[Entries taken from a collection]

-------------------------

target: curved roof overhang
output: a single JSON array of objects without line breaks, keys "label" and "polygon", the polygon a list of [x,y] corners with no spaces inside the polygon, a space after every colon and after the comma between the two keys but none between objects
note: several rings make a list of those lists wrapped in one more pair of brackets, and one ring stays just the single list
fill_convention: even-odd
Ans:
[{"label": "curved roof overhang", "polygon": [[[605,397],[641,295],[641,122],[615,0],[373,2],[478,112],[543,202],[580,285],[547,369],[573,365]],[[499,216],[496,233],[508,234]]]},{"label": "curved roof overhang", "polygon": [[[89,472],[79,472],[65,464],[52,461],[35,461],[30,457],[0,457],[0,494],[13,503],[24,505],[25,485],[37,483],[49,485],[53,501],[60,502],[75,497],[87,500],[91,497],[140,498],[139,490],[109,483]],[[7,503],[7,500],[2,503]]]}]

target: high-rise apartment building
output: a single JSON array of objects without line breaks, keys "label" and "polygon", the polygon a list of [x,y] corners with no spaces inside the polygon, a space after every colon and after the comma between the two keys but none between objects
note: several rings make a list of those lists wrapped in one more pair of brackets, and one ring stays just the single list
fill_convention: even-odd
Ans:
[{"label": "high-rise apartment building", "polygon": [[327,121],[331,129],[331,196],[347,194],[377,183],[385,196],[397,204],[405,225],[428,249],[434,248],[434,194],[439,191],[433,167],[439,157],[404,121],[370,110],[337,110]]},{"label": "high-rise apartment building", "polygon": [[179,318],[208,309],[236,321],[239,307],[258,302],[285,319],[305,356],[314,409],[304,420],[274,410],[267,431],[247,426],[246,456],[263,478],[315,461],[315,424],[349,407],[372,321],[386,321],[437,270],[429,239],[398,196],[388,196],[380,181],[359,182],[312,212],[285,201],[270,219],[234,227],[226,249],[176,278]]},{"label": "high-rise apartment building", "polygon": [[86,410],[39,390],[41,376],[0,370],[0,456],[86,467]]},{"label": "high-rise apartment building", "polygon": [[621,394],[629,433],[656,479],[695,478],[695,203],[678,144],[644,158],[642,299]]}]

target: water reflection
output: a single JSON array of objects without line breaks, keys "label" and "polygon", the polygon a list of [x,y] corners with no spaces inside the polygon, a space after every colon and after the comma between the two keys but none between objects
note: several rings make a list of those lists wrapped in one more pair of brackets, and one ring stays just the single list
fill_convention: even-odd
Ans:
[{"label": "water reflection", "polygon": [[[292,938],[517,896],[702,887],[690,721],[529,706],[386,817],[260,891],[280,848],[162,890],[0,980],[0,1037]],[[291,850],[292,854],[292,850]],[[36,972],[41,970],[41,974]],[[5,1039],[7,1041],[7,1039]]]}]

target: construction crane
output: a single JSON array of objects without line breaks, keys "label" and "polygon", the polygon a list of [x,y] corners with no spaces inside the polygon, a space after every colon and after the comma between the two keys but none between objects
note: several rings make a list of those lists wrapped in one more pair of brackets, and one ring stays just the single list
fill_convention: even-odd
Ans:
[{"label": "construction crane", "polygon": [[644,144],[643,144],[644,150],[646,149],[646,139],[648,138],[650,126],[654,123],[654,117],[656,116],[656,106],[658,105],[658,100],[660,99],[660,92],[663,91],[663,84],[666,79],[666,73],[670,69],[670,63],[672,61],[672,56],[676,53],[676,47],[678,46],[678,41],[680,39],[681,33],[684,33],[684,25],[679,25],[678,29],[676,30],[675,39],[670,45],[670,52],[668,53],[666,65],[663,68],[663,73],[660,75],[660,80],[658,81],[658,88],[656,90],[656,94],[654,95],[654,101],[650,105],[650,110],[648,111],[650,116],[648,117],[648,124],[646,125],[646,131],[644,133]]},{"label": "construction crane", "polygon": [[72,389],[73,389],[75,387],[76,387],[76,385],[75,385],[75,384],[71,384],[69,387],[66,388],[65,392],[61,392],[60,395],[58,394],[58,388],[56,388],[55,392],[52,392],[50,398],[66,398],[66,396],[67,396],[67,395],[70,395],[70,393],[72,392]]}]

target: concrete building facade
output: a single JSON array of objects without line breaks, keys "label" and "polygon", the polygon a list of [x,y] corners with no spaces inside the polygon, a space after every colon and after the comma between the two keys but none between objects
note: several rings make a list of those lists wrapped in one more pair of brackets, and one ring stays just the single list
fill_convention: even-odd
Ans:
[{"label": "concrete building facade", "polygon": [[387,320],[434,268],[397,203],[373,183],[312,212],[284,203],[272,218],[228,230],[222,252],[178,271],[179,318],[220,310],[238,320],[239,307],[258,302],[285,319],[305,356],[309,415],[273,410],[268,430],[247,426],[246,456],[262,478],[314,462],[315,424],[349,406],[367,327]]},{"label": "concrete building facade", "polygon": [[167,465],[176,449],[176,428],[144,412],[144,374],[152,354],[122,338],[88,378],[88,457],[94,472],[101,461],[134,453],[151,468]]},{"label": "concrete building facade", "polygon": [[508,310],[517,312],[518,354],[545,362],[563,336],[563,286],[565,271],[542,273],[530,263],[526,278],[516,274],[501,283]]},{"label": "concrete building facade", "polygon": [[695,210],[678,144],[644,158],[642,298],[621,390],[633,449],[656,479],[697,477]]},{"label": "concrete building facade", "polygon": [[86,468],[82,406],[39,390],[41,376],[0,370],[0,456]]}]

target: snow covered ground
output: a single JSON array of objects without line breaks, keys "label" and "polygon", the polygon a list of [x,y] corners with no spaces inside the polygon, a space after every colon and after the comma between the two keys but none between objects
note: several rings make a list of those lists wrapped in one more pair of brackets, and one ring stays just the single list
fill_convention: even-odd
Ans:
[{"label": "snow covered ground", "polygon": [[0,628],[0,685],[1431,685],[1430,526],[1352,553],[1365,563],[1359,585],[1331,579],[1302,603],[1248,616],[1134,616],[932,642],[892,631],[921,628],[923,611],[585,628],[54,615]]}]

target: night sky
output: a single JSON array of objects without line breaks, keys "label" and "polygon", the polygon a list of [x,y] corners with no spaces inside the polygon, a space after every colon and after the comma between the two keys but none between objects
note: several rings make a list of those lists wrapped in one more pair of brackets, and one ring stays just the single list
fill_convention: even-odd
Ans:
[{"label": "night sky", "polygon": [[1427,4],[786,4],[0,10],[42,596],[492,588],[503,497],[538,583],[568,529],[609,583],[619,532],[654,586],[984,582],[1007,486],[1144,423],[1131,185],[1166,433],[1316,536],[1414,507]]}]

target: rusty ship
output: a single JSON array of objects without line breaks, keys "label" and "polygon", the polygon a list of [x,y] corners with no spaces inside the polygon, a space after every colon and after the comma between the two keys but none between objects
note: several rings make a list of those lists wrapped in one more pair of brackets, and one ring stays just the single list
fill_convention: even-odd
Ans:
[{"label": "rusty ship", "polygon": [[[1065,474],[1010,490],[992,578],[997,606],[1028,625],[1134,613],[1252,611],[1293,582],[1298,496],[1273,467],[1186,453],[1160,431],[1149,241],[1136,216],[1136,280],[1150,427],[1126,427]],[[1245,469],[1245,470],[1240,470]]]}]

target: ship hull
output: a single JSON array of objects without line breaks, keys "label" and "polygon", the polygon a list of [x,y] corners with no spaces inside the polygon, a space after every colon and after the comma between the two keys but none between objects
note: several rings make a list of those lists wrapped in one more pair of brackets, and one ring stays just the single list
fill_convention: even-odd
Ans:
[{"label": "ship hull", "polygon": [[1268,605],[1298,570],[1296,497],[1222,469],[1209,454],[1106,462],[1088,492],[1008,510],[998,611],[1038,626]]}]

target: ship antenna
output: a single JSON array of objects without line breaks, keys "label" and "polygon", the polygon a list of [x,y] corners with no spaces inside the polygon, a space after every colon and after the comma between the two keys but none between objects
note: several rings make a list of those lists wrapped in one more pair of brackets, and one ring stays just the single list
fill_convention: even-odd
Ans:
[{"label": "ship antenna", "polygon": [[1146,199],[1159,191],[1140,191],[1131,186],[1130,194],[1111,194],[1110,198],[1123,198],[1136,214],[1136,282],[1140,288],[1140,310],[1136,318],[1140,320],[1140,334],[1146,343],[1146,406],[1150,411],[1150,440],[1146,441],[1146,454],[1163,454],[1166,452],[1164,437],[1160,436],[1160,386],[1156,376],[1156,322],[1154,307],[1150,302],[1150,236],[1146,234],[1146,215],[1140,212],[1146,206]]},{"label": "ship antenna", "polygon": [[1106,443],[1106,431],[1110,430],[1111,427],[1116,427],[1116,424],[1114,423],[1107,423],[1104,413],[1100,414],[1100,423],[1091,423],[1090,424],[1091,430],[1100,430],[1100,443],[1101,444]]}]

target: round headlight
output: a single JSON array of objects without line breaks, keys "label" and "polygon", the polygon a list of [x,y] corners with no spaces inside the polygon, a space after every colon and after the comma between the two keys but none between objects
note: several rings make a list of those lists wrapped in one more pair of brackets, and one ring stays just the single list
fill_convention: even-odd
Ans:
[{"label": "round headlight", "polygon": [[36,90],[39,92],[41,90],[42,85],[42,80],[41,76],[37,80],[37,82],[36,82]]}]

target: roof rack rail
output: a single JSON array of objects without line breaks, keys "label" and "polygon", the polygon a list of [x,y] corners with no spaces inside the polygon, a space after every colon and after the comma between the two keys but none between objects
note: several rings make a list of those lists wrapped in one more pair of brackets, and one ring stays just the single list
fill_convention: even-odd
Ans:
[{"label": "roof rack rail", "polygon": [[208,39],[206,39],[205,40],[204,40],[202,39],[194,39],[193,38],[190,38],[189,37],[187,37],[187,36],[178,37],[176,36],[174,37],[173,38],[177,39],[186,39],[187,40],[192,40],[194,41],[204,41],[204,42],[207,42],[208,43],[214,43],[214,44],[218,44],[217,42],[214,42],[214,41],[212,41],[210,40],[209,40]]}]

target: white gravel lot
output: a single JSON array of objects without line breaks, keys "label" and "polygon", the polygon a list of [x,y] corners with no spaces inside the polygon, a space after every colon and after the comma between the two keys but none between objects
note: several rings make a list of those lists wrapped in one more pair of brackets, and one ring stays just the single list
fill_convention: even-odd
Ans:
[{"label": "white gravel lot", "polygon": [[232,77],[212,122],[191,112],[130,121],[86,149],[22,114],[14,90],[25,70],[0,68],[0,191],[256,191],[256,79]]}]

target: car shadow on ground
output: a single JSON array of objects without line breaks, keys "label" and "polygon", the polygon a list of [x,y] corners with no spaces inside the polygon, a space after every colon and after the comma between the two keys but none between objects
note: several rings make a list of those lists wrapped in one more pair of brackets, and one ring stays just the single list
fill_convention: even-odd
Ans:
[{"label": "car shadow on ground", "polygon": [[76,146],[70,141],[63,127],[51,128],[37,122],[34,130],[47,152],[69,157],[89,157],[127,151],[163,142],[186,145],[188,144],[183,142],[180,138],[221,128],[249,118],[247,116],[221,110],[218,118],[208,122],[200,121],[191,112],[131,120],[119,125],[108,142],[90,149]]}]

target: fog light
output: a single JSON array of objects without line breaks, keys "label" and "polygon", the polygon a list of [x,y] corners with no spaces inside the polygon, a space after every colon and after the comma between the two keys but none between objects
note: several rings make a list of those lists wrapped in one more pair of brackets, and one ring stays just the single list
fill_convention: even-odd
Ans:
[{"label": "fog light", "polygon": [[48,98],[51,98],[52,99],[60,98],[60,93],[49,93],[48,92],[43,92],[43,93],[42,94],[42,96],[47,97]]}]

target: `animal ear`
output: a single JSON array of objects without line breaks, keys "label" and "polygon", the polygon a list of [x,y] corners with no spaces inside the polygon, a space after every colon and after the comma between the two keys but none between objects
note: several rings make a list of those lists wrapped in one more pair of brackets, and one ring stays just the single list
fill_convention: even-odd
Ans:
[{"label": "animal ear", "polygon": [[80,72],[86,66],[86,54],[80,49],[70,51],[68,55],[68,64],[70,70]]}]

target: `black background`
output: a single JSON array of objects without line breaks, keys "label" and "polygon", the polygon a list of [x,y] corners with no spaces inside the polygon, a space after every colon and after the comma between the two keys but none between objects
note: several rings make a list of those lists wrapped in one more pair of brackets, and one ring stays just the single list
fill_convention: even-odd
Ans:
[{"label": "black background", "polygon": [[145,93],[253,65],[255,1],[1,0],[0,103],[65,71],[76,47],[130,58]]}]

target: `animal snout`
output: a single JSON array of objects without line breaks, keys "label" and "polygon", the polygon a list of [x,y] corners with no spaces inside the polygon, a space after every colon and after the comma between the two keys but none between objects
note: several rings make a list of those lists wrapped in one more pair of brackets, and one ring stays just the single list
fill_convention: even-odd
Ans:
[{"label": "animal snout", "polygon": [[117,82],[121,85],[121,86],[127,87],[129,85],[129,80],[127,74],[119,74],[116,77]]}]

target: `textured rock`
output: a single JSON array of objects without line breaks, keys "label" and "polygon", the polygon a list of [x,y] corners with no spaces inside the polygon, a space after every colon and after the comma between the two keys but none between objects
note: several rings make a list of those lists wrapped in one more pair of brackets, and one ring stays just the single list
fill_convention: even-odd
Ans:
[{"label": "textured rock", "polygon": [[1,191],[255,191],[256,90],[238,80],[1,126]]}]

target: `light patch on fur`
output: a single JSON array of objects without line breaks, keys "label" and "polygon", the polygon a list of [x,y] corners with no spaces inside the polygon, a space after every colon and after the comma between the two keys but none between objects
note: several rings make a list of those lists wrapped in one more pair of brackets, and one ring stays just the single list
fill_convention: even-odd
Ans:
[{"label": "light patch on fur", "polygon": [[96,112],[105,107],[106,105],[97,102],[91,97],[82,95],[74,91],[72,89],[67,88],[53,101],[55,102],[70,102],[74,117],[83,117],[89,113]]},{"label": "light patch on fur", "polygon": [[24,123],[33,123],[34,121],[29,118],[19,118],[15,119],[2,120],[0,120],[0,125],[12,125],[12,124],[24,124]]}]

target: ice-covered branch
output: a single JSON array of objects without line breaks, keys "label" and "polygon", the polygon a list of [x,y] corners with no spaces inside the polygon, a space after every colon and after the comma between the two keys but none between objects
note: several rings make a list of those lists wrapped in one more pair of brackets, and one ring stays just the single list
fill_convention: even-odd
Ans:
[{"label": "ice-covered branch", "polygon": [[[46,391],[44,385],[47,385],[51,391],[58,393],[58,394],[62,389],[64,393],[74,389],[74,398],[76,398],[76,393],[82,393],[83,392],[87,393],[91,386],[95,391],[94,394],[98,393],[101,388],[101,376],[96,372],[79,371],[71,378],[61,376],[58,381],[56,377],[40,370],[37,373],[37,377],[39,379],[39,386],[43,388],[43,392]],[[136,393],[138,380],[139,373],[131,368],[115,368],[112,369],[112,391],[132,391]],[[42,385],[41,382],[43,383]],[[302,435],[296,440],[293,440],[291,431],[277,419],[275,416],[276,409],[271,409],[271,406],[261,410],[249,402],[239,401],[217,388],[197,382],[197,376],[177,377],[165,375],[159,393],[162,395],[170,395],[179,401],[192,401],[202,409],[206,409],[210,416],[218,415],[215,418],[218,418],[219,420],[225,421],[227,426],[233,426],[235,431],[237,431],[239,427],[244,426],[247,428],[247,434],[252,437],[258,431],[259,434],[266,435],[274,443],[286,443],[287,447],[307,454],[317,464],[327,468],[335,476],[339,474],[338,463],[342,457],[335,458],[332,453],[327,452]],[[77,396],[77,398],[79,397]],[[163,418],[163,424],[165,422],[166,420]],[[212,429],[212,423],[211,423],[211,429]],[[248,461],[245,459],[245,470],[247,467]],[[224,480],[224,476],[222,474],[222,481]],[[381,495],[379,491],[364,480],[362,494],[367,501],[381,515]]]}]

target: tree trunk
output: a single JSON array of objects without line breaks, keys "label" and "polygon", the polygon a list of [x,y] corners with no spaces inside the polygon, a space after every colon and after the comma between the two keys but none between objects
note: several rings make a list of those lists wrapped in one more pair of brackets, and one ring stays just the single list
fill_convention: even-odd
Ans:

-------------------------

### DIRECTIVE
Gather every line of the data above that contains the word "apartment", matching case exactly.

### FINISHED TASK
target: high-rise apartment building
[{"label": "high-rise apartment building", "polygon": [[327,121],[331,129],[331,196],[347,194],[377,183],[385,196],[397,204],[405,225],[428,249],[434,248],[434,194],[439,191],[433,167],[439,157],[404,121],[370,110],[337,110]]},{"label": "high-rise apartment building", "polygon": [[179,318],[208,309],[236,321],[239,307],[258,302],[285,319],[305,356],[314,409],[304,420],[274,410],[267,431],[247,426],[246,456],[263,478],[315,461],[315,424],[349,407],[372,321],[386,321],[437,270],[429,239],[398,196],[388,196],[380,181],[359,182],[312,212],[285,201],[270,219],[234,227],[226,249],[176,278]]},{"label": "high-rise apartment building", "polygon": [[86,410],[39,390],[41,376],[0,370],[0,456],[86,467]]},{"label": "high-rise apartment building", "polygon": [[621,394],[629,433],[656,479],[695,478],[695,203],[678,144],[644,158],[642,299]]}]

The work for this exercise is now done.